Лозунг Лунца «На Запад!» не открывал для большинства Серапионов столбовой дороги, и потому не был ими поддержан. В России эту статью Лунца не напечатали вообще; она была оглашена им изустно 2 декабря 1922 года, а напечатал ее в 1923 году в Берлине Горький в «Беседе», где публиковались также пьесы Лунца «Вне закона» и «Город Правды» ...
Лунц пробовал себя в прозе, но главным его достижением были пьесы. Он писал их потому, что самый сильный упрёк обращал к русскому театру. Наличие исключений, т.е. русских пьес, им ценимых («Ревизор», например), дела не меняло. Лунцу пришлось самому взяться за исправление ситуации, и созданное им в драматургии оказалось интересно, хотя впоследствии и не востребовано. Евгений Шварц, драматург блистательный, писал, что в пьесах Лунца «был настоящий жар, и сделаны они из драгоценного материала». Пьесы Лунца дороги к русскому зрителю по существу не получили, но их напечатали (частью в Петрограде, частью в Берлине) и путь к читателю был открыт. Самой первой и, наверное, самой значимой оказалась пьеса «Вне закона» (Лунцу было всего восемнадцать, когда он ее написал). Не имея в России большой сценической судьбы, она имела красноречивую театральную историю.

== ЗАДАЧИ ДЛЯ РЕШЕНИЯ ==
1/ Выпишите из текста о Лунце фрагмент от слов «Лунц пробовал себя» до слов «красноречивую театральную историю.» включительно.
2/ Перечислите все названия пьес, упомянутые в тексте о Лунце, каждое по одному разу.
3/ Продолжите текст о Лунце после его последнего предложения.
Пункты ниже взяты из другого источника.

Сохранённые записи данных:

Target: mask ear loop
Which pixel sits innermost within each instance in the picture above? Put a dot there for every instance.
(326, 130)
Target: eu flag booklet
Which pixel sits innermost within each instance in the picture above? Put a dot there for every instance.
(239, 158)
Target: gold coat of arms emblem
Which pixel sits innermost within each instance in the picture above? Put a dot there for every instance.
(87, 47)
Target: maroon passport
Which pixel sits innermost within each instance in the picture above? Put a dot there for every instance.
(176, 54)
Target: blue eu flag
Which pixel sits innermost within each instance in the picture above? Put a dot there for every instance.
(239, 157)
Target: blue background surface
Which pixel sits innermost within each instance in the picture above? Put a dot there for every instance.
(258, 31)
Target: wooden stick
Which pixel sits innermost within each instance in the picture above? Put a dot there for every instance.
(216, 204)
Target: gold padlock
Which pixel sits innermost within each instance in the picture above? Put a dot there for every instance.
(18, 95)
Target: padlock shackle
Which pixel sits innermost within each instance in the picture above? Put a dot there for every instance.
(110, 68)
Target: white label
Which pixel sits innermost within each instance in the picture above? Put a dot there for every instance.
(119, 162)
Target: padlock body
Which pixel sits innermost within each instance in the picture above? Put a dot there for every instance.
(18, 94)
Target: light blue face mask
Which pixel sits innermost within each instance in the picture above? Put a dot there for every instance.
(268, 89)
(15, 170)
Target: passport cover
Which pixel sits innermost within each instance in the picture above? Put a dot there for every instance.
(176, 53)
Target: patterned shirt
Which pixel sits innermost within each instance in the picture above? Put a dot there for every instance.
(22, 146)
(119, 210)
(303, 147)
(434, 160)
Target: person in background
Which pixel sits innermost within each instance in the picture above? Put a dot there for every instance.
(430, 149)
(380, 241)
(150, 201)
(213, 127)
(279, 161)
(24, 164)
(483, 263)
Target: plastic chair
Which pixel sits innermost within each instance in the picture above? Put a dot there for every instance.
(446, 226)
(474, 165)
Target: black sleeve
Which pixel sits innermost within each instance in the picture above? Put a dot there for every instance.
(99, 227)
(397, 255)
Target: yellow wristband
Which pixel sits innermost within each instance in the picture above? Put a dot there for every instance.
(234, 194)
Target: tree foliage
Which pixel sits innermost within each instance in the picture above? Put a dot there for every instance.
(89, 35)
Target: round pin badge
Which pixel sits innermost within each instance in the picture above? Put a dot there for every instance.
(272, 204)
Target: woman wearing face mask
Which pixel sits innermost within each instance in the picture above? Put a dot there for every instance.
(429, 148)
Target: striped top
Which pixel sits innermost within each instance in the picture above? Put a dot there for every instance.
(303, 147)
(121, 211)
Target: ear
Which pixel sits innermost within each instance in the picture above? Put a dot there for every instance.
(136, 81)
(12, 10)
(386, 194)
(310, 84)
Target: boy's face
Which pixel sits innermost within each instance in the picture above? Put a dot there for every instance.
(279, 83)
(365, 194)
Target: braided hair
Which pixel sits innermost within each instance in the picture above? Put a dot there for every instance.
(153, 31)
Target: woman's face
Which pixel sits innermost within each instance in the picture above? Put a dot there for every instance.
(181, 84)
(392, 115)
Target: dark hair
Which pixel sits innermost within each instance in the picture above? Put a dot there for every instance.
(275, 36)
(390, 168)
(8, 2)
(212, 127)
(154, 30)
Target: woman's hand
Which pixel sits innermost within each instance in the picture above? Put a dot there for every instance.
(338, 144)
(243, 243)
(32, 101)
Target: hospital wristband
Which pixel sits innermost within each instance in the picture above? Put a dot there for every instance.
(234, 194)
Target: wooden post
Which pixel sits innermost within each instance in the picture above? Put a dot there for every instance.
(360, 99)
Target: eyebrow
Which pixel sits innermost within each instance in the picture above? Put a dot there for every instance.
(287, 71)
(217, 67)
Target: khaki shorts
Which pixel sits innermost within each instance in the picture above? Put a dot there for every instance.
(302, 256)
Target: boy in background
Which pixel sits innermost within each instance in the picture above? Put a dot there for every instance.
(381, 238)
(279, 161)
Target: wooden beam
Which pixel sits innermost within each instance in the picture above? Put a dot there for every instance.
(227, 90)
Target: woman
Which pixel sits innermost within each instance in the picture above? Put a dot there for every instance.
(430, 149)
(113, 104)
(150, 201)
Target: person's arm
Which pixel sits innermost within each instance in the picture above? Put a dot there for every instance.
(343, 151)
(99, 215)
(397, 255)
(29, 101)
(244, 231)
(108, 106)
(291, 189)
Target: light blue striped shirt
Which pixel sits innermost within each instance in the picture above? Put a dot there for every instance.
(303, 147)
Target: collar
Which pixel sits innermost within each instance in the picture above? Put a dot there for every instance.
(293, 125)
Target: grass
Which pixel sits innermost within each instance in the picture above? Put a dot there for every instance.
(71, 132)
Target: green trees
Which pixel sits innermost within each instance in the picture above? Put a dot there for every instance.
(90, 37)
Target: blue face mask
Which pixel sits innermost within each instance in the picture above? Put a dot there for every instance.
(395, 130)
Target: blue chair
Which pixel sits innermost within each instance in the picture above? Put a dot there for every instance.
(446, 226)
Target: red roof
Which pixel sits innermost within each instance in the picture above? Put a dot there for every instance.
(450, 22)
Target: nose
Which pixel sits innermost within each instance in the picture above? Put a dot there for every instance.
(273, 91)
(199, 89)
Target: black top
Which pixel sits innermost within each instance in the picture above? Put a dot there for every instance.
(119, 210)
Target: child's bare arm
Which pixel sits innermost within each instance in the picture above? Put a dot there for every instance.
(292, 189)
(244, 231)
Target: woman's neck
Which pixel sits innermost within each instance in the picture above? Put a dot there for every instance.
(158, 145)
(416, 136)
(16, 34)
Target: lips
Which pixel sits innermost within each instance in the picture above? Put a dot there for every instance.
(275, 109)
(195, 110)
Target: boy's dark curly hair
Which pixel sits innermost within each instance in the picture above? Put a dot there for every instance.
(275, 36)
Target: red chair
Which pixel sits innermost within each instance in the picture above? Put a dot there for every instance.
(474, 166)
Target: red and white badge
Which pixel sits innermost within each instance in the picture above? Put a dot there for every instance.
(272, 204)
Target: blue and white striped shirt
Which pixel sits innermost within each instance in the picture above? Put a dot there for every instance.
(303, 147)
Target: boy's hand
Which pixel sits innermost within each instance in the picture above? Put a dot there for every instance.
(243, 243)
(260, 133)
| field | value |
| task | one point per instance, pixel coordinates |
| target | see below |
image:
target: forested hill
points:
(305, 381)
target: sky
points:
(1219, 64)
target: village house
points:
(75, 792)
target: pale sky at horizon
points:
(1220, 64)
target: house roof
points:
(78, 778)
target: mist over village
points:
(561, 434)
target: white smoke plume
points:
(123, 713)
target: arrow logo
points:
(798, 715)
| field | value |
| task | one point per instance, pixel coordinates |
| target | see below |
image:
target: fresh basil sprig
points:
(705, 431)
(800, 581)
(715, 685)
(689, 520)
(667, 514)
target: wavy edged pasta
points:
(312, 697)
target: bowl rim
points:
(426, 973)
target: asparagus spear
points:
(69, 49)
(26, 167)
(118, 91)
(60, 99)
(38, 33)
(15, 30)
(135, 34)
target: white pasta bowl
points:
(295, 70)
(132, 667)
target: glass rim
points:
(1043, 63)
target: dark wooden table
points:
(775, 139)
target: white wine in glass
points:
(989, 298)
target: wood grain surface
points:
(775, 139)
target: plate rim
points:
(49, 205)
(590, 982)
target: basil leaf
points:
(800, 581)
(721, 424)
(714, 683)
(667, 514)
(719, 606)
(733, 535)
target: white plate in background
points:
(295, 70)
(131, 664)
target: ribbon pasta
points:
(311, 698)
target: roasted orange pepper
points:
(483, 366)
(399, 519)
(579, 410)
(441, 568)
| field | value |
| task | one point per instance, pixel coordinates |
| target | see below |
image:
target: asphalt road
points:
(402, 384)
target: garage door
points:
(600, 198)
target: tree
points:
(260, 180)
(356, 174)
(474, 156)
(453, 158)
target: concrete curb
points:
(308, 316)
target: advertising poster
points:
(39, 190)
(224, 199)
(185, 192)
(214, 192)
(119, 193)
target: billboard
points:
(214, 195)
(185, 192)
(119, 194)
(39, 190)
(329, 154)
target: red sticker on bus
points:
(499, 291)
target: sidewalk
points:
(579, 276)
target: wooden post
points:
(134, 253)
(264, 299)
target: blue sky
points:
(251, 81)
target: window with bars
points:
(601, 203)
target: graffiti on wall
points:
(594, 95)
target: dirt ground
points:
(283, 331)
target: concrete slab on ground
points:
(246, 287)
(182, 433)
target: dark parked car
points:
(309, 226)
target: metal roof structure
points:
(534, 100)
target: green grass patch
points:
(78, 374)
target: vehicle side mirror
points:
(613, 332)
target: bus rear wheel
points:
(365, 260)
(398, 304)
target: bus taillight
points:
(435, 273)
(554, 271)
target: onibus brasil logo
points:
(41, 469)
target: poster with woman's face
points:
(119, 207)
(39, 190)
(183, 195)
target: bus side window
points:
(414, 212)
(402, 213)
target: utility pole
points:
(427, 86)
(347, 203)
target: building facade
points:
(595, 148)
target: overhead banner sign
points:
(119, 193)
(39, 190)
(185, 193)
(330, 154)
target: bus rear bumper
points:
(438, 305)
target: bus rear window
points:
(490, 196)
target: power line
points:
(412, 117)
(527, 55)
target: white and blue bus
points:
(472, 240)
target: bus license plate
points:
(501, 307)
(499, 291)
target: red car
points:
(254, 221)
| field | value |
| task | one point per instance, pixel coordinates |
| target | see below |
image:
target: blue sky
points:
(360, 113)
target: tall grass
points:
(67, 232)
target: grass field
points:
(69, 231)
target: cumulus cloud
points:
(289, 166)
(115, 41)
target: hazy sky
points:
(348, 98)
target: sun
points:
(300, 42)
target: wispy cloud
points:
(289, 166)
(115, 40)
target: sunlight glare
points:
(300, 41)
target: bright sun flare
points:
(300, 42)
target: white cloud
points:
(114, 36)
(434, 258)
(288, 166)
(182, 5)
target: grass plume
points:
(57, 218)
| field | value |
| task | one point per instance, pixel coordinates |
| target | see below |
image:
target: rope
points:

== РЕЗУЛЬТАТЫ ВЫПОЛНЕНИЯ ==
1/
Лунц пробовал себя в прозе, но главным его достижением были пьесы. Он писал их потому, что самый сильный упрёк обращал к русскому театру. Наличие исключений, т.е. русских пьес, им ценимых («Ревизор», например), дела не меняло. Лунцу пришлось самому взяться за исправление ситуации, и созданное им в драматургии оказалось интересно, хотя впоследствии и не востребовано. Евгений Шварц, драматург блистательный, писал, что в пьесах Лунца «был настоящий жар, и сделаны они из драгоценного материала». Пьесы Лунца дороги к русскому зрителю по существу не получили, но их напечатали (частью в Петрограде, частью в Берлине) и путь к читателю был открыт. Самой первой и, наверное, самой значимой оказалась пьеса «Вне закона» (Лунцу было всего восемнадцать, когда он ее написал). Не имея в России большой сценической судьбы, она имела красноречивую театральную историю.

2/ «Вне закона», «Город Правды», «Ревизор»

3/
Тут следует заметить, что в собственном творчестве вообще и в пьесе «Вне закона» в частности увлечённый занимательностью совсем юный Лунц говорил, тем не менее, о вещах, крайне для тогдашнего российского общества существенных, — о революции и ее перерождении, о народе и толпе, о толпе и вожде, о вере и разочаровании, об искушении властью. Он действительно старался сделать это весело и живо, помня, что театр — игра, но его театр — игра, заставляющая людей опасно (для власти) задуматься.
Профессиональное знание истории и литературы Запада позволило Лунцу вполне благоразумно и убедительно перенести действие пьесы — во времени и в пространстве — из современной России в средневековую Испанию. Актуальные для России проблемы оказались, таким образом, несколько зашифрованными. Однако обмануть власть таким способом не удалось — спектакль по пьесе «Вне закона», почти подготовленный на сцене петроградской Александринки (режиссёр Л. Вивьен, сценография Ю. Анненкова), был запрещён по личной команде наркомпроса Луначарского — того самого, которым умилялась «оттепельная» интеллигенция, уже зная, что бывают наркомпросы куда тупее и кровожаднее Анатолия Васильевича, и даже понимая, что дело-то собственно и не в наркомпросах.
В Лунца Луначарский вцепился действительно по-бульдожьи: узнав о постановке «Вне закона» в Одессе, он добился запрещения всех пьес Лунца на всей территории СССР — видимо, понимал, что главные товарищи по партии иное решение ему не простят, а славного кресла покидать не хотелось (лет шесть еще дали в нем посидеть).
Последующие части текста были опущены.